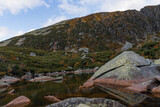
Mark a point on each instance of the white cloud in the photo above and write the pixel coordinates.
(71, 7)
(6, 33)
(54, 20)
(15, 6)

---*---

WRITTEN REQUEST: Rewrite the lines above, changing "white cloud" to "gray cloud" and keeping everything else the same. Omit the pictures from your answer.

SOLUTION TO THE EXERCISE:
Mark a point on each instance of the gray cloud in the photo above and write the pixel coordinates.
(71, 7)
(6, 33)
(54, 20)
(15, 6)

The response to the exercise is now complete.